*** Page excerpt ***

Prostate cancer is the most common non-skin cancer in the US. Doctors will diagnose one in eight men nationally with prostate cancer, and one in 40 will die from the disease, according to the latest data. Researchers now expect to gain valuable new insights into highly aggressive prostate cancer by combining Artificial Intelligence (AI)-powered diagnostic imaging with three-dimensional (3D) tissue imaging.
This new AI-3D collaboration will provide a never-before-seen, expanded view and understanding of prostate cancer cells, made possible by a new approach called “light sheet microscopy,” according to researchers at Case Western Reserve University (Cleveland, OH, USA) and University of Washington (Seattle, WA, USA). That fine detail will hopefully reveal even more information about how to identify which prostate cancer cases will be more aggressive in patients. Knowing that could help clinicians determine who would benefit from surgery or radiation therapy – and which patients might be actively monitored instead.
Researchers could also be laying the groundwork to develop what are called “pathomic-based classifiers” of disease outcome for a host of other cancers. Pathomics refers to the application of computer vision and AI to extract a large number of features from tissue images using data-characterization algorithms. The features can then help uncover tumors and other characteristics usually invisible to the naked eye.
Until now, researchers were using machine learning to focus entirely on two-dimensional images. The research team has now developed a new, non-destructive method that images entire 3D biopsies instead of just a slice. This technique provides full-view images of the tissue and improved predictions of whether the patient had an aggressive cancer. The 3D images provide more information than a 2D image. In this case, that means details about the intricate tree-like structure of the glands throughout the tissue. The 3D features made it easier for a computer to identify which patients were more likely to have cancer return within five years. The researchers expect this “non-destructive 3D pathology” to become increasingly valuable in clinical decision-making, such as which patients would require more aggressive treatment or respond to certain drugs.
“This is an unprecedented meshing of the two most powerful technologies in this area,” said Anant Madabhushi, director of the Center for Computational Imaging and Personalized Diagnostics at Case Western Reserve. “We’ll take the AI we’ve developed and, for the first time, be able to apply it to 3D tissue-imaging that the University of Washington excels in—and gain fine, granular detail.”
“We believe that we’ll be able to train our AI to interrogate 3D tissue images with the same success we have had with two-dimensional images,” Madabhushi added. “But there are so many new possibilities for finding new information in 3D.”

*** End of Page excerpt ***
*** Provided information ***

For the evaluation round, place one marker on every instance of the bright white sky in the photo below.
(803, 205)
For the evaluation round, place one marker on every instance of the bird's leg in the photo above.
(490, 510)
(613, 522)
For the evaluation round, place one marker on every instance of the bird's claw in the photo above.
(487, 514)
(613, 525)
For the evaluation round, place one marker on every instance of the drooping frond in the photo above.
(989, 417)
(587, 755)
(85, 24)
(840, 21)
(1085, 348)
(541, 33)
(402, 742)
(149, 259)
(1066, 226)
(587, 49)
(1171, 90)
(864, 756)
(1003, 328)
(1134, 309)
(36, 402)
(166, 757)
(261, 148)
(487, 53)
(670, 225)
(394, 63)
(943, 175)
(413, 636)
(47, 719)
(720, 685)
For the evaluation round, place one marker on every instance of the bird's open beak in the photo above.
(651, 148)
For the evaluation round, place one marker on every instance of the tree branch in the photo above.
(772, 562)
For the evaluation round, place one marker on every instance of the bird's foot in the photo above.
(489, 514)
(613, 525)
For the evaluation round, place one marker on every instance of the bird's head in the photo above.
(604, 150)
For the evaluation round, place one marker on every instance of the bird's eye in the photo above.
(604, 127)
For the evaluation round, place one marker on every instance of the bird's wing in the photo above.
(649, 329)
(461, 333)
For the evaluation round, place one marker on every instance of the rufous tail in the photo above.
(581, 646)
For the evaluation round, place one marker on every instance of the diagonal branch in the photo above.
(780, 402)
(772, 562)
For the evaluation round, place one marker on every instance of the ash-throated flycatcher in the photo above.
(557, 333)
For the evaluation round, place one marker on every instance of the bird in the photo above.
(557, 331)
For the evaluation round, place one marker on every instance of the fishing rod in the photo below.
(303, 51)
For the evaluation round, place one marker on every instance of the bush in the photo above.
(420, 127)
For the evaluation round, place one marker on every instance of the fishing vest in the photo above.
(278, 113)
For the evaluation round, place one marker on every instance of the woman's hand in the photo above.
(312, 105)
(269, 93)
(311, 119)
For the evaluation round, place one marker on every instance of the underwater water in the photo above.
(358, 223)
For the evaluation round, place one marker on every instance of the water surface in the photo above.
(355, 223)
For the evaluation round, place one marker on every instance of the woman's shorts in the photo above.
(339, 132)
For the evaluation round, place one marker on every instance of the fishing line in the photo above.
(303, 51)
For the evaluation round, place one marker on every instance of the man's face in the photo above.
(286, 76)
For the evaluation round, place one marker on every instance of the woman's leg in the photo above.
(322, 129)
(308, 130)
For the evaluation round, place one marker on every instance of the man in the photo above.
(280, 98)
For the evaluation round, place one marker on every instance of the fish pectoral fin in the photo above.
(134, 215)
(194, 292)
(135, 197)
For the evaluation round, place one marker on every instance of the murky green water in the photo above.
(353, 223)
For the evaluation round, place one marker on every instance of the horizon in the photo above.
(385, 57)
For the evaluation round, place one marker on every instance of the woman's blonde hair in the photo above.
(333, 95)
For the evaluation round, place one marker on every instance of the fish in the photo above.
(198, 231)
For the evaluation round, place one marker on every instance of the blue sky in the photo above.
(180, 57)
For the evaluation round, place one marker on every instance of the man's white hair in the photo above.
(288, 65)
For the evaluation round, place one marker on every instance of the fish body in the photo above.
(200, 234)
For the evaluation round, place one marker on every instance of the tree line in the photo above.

*** End of Provided information ***

What you are asked to do –
According to the prostate cancer article, what new approach makes the expanded view of prostate cancer cells possible? You don't need the items for this exercise.

Task response –
An approach called light sheet microscopy.